Rows from a dataset:
______

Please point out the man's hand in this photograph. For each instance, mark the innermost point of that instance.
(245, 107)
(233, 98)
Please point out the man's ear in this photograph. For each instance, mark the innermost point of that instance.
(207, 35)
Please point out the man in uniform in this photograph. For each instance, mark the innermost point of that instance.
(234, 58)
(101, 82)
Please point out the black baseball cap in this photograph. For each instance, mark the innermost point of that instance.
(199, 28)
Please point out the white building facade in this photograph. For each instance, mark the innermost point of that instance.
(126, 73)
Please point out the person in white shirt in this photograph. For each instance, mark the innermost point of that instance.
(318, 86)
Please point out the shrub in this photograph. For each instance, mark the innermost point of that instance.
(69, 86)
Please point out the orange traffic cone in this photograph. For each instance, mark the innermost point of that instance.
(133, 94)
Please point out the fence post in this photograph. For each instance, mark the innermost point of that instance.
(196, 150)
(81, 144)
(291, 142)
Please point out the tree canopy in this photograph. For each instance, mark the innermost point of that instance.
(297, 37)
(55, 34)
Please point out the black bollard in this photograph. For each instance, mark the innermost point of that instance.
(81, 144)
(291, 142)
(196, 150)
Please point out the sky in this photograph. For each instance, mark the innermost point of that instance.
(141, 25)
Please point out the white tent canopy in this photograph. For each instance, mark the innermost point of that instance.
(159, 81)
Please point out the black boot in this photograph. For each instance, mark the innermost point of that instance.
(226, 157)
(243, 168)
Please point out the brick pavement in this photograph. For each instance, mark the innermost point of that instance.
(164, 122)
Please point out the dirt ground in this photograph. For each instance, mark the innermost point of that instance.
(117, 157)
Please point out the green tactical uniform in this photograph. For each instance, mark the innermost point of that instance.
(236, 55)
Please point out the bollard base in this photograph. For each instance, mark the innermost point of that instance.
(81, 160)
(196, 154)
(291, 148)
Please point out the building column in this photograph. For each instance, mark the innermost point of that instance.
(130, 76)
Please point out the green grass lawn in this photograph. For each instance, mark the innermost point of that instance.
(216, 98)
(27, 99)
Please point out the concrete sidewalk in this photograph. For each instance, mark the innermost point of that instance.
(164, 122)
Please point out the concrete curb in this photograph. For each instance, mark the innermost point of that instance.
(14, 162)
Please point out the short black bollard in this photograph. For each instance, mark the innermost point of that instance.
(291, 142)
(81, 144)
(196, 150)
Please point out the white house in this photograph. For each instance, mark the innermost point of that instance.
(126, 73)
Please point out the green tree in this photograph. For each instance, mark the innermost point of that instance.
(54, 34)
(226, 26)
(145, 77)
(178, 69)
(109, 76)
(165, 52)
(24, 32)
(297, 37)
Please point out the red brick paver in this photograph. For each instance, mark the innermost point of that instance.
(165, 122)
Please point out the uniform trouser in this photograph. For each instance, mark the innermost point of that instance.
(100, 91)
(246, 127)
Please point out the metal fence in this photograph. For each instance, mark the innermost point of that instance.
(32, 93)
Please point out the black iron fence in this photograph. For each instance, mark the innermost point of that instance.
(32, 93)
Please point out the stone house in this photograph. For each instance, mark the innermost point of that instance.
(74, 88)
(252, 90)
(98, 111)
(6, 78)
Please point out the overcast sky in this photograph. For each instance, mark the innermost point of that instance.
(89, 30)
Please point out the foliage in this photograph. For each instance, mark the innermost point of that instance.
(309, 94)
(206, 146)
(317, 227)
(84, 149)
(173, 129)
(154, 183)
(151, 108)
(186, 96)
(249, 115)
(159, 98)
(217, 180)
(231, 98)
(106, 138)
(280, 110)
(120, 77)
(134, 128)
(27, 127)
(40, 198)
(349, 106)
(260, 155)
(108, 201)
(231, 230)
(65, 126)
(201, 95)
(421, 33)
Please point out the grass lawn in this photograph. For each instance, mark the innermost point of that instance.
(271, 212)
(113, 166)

______

Task requirements » Output each record exactly, leaving nothing out.

Written reply »
Please point out the man's hand in this photograph. For each instance, mark the innermost point of that instance.
(245, 107)
(233, 98)
Please point out the man's ear in this photograph. For each instance, mark the innermost point of that instance.
(207, 35)
Please point out the man in uniform in this photograph. For each instance, mark the innermost point of that instance.
(234, 58)
(101, 82)
Please point out the black baseball cap in this photograph. For each instance, mark the innermost point of that instance.
(199, 28)
Please point out the white building facade in this photograph. For each instance, mark the innermost point of that instance.
(126, 73)
Please point out the person in white shirt in this photograph. For each instance, mark the innermost point of that instance.
(318, 86)
Please point out the shrub in this photograph. For each instance, mark the innermost point of that instance.
(69, 86)
Please point out the orange traffic cone in this photograph. For each instance, mark the innermost point of that instance.
(133, 94)
Please point out the fence post in this photograph. For each instance, mark the innermost point of that instance.
(196, 150)
(81, 144)
(291, 142)
Please point out the tree canopy in this photograph. For each instance, mark the innermost point of that instance.
(297, 37)
(55, 34)
Please point out the black bollard in this photograph. For each instance, mark the innermost point of that instance.
(81, 144)
(291, 142)
(196, 150)
Please point out the sky in this photograph. For each instance, mark the innermost point of that instance.
(141, 25)
Please point out the white tent canopy in this photograph. For each instance, mark the innermost point of that instance.
(159, 81)
Please point out the black boot in this photograph. For each instance, mark the innermost point of that instance.
(226, 157)
(243, 168)
Please point out the brick pavement in this photograph. For each instance, mark the innermost point of that instance.
(164, 122)
Please point out the dirt ground in this photograph. For each instance, mark the innermost point of that instance.
(117, 157)
Please point out the green tactical uniform in this photograph. For each instance, mark the innermost point of that instance.
(236, 55)
Please point out the bollard base in this photograph. For each instance, mark the innermost point of that instance.
(81, 160)
(196, 154)
(291, 148)
Please point out the building column in this photograph. For each instance, mark the innermost point of that instance.
(130, 76)
Please point out the green grass lawn in this photograph. For each instance, mark the innermost point of that instance.
(216, 98)
(27, 99)
Please point out the concrete sidewalk in this photograph. For each instance, mark the innermost point of that instance.
(164, 122)
Please point out the concrete curb in this photograph. For each instance, mark the innermost point of that instance.
(14, 162)
Please point out the short black bollard in this photograph. For each instance, mark the innermost point of that instance.
(291, 142)
(81, 144)
(196, 150)
Please point out the white house in this photograph. For each instance, mark the innermost point of that instance.
(126, 73)
Please point out the green tree in this photograph. For each instance, mark the innermost point of that instance.
(54, 34)
(226, 26)
(145, 77)
(178, 69)
(109, 76)
(165, 52)
(24, 32)
(297, 37)
Please point out the red brick paver in this photograph. For each instance, mark the innermost point of that instance.
(165, 122)
Please point out the uniform trouser in this photograph. For each instance, mark the innermost point of that instance.
(100, 91)
(246, 127)
Please point out the metal fence in this photograph. For each instance, mark the innermost point of that instance.
(32, 93)
Please point out the black iron fence in this photograph. For each instance, mark the innermost point of that instance.
(32, 93)
Please point out the stone house in this photograph. For each instance, mark the innermost point of that instance.
(74, 88)
(252, 90)
(98, 111)
(6, 78)
Please point out the overcast sky in this photograph. For each instance, mark the innermost point of that instance.
(89, 30)
Please point out the foliage in this photograph. For each instance, mark the innermost point of that instance.
(309, 94)
(206, 146)
(317, 227)
(84, 149)
(173, 129)
(154, 183)
(151, 108)
(186, 96)
(249, 115)
(159, 98)
(217, 180)
(231, 98)
(106, 138)
(280, 110)
(120, 77)
(134, 128)
(27, 127)
(40, 198)
(349, 106)
(260, 155)
(108, 201)
(231, 230)
(65, 126)
(201, 95)
(421, 33)
Please point out the grass lawn in this photograph. For each instance, mark the innermost point of that instance.
(271, 212)
(113, 166)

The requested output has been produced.